> _Selected text_:
__________

Leak detection equipment from Schonstedt Instrument Company helped the town of Lonaconing, MD, diagnose its water system and successfully locate five leaks.
Rex Bowman of the Maryland Environmental Service contacted Tim Moore and Mike Curtis of Schonstedt Instrument Company after reading the article "Leak Detection Equipment Manufacturer Helps Find Major Line Breaks" published in the January issue of WaterWorld Magazine. Maryland Environmental Service is an independent state agency that provides operational and technical advice to communities in Maryland.
Bowman contacted Schonstedt to explore ways to help Lonaconing. On Feb. 10, Bowman, Moore and Curtis met with John Winner, Lonaconing's town administrator, to assess the town's problems. The town's four connected water systems were experiencing fluctuating water tank levels and staff could not determine the cause, although water leakage was suspected.
By closing and opening valves, the Water Department isolated one leak to a length of 6-inch diameter ductile iron pipe that was almost a mile long. The pipe runs parallel to and in a railroad right of way for several hundred feet, and then it goes diagonally across open ground and alongside a major roadway and out to the west end of town.
Moore and Curtis used the company's Water Hound Leak Noise Correlator to check the site where the leak was estimated to be. One accelerometer sensor was placed on a gate valve and another on a hydrant approximately 2,000 feet apart. By using the instrument's quick check survey mode, they determined there was no leak in that stretch of pipe.
The sensor on the hydrant was left in place while the other was moved to another hydrant approximately 550 feet west near a pressure reduction valve in the water main.

__________

> _Parts of the exercise_:
A: Write out the passage of the leak detection text that begins at the words "By closing and" and stops after "stretch of pipe.".
B: In the leak detection text, how far apart were the two accelerometer sensors when one was placed on a gate valve and the other on a hydrant?
The rows that follow the leak detection text come from a separate source.

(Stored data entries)
__________

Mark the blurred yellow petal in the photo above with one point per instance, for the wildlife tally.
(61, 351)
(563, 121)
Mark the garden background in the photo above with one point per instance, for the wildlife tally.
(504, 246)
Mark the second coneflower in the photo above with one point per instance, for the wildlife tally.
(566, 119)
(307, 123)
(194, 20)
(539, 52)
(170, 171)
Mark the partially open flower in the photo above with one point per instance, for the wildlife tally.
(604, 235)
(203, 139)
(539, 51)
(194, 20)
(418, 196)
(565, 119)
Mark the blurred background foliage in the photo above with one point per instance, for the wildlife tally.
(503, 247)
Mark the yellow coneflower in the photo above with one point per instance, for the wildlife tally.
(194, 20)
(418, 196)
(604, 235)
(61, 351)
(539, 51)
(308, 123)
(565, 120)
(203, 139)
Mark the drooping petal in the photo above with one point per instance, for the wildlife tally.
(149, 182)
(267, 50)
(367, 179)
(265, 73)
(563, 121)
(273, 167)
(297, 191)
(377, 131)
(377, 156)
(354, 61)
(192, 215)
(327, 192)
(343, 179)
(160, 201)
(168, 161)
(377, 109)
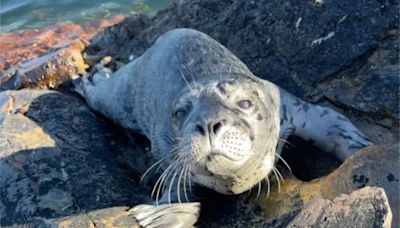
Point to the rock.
(372, 166)
(367, 207)
(357, 87)
(288, 34)
(47, 71)
(58, 163)
(45, 58)
(20, 47)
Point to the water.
(17, 15)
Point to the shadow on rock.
(58, 159)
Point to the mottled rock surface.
(372, 166)
(337, 53)
(367, 207)
(63, 165)
(45, 58)
(58, 159)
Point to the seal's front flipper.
(166, 215)
(328, 129)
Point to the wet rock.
(372, 166)
(20, 47)
(367, 207)
(358, 86)
(47, 71)
(322, 51)
(45, 58)
(58, 163)
(284, 42)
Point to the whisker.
(277, 179)
(160, 181)
(179, 184)
(259, 189)
(170, 185)
(154, 165)
(280, 174)
(184, 78)
(167, 177)
(286, 142)
(229, 72)
(284, 162)
(268, 185)
(190, 182)
(184, 182)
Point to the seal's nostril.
(200, 129)
(216, 128)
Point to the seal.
(210, 121)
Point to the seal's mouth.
(216, 154)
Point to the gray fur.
(188, 68)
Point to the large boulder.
(57, 159)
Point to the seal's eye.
(245, 104)
(180, 113)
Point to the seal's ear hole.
(306, 160)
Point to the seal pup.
(210, 120)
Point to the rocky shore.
(63, 165)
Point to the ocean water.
(17, 15)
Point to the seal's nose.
(215, 127)
(212, 129)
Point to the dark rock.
(293, 44)
(367, 207)
(372, 166)
(47, 71)
(58, 159)
(23, 46)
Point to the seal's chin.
(230, 177)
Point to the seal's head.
(227, 132)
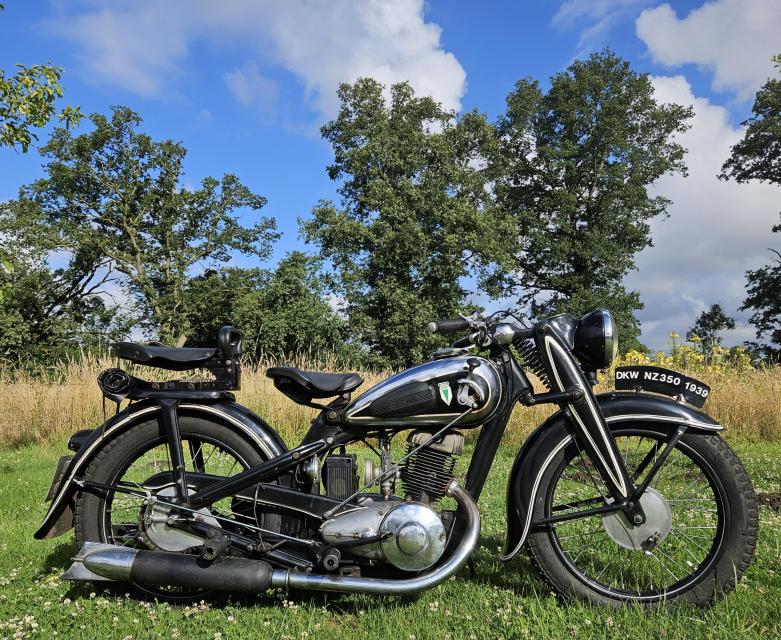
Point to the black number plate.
(664, 381)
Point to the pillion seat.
(302, 386)
(172, 358)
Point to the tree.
(574, 168)
(47, 314)
(412, 221)
(758, 157)
(707, 327)
(119, 193)
(283, 313)
(27, 101)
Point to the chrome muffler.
(97, 562)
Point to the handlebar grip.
(448, 326)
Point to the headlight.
(596, 340)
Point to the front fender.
(542, 446)
(59, 518)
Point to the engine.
(412, 534)
(427, 473)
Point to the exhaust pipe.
(385, 586)
(100, 562)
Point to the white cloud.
(716, 230)
(142, 46)
(734, 39)
(600, 15)
(249, 87)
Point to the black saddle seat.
(172, 358)
(302, 386)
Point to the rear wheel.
(141, 454)
(698, 538)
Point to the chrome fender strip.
(639, 417)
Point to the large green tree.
(757, 157)
(27, 100)
(282, 313)
(48, 314)
(411, 222)
(118, 194)
(575, 168)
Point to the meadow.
(38, 412)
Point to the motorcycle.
(629, 496)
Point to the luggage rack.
(223, 362)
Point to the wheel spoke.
(590, 550)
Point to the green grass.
(502, 601)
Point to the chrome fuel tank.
(428, 394)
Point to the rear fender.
(59, 518)
(542, 446)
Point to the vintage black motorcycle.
(629, 496)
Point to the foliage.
(719, 361)
(281, 314)
(27, 101)
(758, 157)
(412, 220)
(707, 327)
(119, 193)
(47, 314)
(574, 167)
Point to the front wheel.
(696, 542)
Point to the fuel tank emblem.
(445, 393)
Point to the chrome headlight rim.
(596, 339)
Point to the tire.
(113, 460)
(713, 566)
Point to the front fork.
(589, 425)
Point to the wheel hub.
(649, 534)
(157, 519)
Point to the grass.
(45, 408)
(502, 601)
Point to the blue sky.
(245, 85)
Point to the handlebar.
(452, 325)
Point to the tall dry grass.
(49, 405)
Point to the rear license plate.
(59, 473)
(664, 381)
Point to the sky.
(246, 84)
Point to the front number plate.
(664, 381)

__________

> _Per-task answers_:
A:
By closing and opening valves, the Water Department isolated one leak to a length of 6-inch diameter ductile iron pipe that was almost a mile long. The pipe runs parallel to and in a railroad right of way for several hundred feet, and then it goes diagonally across open ground and alongside a major roadway and out to the west end of town.
Moore and Curtis used the company's Water Hound Leak Noise Correlator to check the site where the leak was estimated to be. One accelerometer sensor was placed on a gate valve and another on a hydrant approximately 2,000 feet apart. By using the instrument's quick check survey mode, they determined there was no leak in that stretch of pipe.

B: Approximately 2,000 feet apart.